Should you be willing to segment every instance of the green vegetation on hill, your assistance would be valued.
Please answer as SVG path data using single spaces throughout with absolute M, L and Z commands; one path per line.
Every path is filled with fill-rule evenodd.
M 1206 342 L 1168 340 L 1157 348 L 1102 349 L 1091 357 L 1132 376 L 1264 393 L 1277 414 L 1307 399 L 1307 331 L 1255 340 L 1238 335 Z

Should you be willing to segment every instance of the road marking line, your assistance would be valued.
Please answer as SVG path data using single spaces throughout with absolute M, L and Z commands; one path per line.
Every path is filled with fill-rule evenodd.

------------------------------------------------------------------------

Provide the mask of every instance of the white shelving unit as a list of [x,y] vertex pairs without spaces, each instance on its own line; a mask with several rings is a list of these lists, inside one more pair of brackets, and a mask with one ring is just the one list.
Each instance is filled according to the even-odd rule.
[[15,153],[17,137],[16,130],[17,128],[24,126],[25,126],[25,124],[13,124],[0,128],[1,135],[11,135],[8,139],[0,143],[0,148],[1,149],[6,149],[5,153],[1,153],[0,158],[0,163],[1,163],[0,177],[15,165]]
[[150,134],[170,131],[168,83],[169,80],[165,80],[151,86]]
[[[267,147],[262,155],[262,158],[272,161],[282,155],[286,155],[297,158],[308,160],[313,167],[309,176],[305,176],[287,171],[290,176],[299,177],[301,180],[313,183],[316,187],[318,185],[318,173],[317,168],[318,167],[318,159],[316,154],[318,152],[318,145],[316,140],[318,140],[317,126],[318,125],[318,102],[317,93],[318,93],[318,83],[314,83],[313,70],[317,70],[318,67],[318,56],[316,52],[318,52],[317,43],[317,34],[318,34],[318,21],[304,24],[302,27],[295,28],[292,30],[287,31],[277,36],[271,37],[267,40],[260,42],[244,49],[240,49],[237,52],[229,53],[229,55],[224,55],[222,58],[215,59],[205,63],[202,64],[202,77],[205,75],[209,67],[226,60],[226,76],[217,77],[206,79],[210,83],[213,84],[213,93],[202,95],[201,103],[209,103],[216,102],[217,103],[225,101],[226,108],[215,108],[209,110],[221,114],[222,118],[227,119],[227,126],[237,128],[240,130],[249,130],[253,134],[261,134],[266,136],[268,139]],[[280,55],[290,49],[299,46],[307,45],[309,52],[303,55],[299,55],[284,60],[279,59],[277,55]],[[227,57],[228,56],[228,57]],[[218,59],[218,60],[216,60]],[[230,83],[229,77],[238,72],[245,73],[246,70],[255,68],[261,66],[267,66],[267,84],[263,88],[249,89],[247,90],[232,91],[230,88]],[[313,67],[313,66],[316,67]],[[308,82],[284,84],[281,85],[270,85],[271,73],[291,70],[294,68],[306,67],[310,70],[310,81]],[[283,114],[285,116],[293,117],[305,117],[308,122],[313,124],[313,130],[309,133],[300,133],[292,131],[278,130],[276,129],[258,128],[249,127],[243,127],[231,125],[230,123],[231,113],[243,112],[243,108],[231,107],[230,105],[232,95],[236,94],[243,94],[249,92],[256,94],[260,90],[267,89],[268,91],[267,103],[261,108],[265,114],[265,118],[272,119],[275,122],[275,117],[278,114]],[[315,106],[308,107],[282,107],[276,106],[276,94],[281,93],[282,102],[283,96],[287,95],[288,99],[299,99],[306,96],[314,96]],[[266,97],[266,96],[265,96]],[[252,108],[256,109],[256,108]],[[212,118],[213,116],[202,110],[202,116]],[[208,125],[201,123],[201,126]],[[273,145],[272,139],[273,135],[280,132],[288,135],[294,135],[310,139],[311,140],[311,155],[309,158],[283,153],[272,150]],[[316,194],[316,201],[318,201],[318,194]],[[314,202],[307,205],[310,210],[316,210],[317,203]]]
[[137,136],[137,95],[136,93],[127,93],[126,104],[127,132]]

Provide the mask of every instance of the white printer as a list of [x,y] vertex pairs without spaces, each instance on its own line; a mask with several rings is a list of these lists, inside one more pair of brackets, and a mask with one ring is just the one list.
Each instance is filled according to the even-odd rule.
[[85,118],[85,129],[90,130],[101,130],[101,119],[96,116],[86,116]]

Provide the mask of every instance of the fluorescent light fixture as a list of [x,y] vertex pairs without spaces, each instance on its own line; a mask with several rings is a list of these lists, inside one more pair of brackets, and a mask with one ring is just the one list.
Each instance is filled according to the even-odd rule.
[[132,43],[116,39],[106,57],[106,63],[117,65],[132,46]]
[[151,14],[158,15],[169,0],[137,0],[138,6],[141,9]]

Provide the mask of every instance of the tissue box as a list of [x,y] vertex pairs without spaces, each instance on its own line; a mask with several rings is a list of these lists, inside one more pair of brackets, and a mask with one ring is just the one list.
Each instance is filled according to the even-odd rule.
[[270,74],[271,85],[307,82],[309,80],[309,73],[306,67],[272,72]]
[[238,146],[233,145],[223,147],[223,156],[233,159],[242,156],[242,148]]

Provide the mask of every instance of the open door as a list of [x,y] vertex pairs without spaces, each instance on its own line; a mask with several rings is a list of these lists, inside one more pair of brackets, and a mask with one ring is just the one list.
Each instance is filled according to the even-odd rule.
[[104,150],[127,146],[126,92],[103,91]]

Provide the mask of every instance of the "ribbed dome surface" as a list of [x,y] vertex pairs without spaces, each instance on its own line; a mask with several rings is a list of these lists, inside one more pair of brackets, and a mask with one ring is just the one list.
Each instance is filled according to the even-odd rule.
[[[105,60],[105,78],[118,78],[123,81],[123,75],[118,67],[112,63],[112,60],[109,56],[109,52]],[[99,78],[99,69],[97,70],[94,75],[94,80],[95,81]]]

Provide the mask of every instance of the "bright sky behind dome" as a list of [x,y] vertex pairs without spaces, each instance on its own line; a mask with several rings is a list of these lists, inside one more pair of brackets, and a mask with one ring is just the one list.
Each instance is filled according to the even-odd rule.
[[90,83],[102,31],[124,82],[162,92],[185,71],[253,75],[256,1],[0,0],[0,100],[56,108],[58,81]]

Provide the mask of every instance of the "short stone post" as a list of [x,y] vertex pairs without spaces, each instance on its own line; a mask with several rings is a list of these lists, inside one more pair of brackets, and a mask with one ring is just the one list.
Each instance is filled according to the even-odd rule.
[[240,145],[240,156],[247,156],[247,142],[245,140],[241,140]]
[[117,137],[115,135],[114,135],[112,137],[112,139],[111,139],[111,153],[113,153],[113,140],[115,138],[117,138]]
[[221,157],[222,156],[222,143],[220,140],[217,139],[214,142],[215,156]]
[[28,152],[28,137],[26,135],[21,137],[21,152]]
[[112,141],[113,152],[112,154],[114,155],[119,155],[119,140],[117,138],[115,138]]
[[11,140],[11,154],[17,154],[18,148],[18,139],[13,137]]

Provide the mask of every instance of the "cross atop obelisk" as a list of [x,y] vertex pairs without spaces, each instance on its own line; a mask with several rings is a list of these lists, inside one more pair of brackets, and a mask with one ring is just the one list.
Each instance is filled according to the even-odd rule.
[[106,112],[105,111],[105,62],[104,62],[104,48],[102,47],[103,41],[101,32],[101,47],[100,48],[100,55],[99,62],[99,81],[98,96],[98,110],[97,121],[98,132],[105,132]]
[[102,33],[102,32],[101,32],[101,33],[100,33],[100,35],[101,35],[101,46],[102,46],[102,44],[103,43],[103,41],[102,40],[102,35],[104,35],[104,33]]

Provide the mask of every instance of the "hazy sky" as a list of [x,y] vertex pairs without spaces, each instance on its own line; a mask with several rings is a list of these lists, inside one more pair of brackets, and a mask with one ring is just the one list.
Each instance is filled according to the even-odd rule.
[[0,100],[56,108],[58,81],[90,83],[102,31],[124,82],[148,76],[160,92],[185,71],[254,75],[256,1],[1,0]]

------------------------------------------------------------------------

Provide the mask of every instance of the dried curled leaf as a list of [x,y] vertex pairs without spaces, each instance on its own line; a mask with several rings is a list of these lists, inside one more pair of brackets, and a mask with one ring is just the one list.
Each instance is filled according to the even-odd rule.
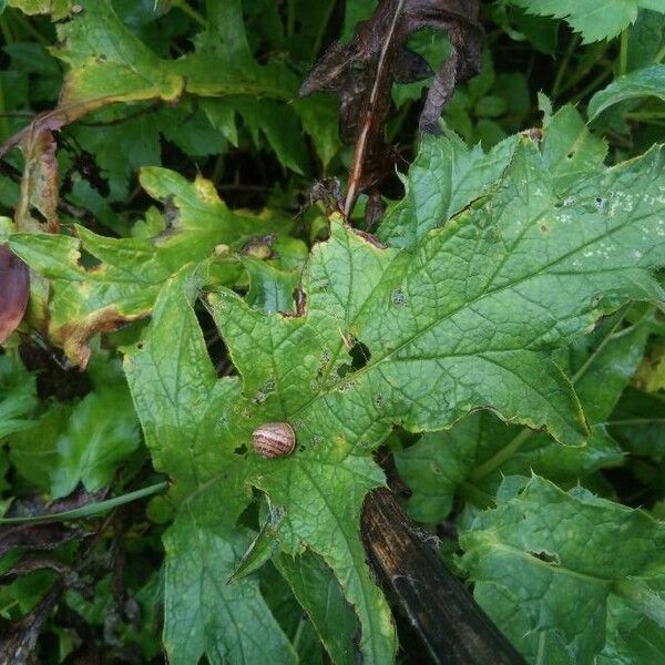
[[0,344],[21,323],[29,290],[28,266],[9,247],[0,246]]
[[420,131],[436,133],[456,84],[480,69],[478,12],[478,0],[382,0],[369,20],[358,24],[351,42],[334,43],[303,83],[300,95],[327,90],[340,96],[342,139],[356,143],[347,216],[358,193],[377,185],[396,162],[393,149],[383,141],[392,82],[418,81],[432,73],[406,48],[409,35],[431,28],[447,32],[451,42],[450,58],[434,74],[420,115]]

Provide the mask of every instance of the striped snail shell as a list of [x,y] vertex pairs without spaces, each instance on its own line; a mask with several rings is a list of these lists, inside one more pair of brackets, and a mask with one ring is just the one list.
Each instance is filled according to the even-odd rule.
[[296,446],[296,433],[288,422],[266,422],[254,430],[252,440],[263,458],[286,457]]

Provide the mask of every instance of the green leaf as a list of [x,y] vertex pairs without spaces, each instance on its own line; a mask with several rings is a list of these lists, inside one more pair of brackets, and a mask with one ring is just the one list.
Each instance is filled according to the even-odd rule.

------------------------------------------------------------------------

— Objective —
Print the stretch of material from the line containing "Provide the mask of every instance of the fluorescent" through the line containing "[[151,14],[158,15],[169,0],[137,0],[138,6],[141,9]]", both lines included, reproducing each line exactly.

— Complete response —
Provide the mask of every instance of the fluorescent light fixture as a list of [x,y] vertex pairs without spaces, each instance on its own line; a mask with several rings is a list of these lists, inside one more pair of brackets, and a mask with one ring is just the one list.
Each instance is filled according to the even-odd rule.
[[132,43],[116,39],[106,57],[106,63],[117,65],[132,46]]
[[151,14],[158,15],[169,0],[137,0],[138,6],[141,9]]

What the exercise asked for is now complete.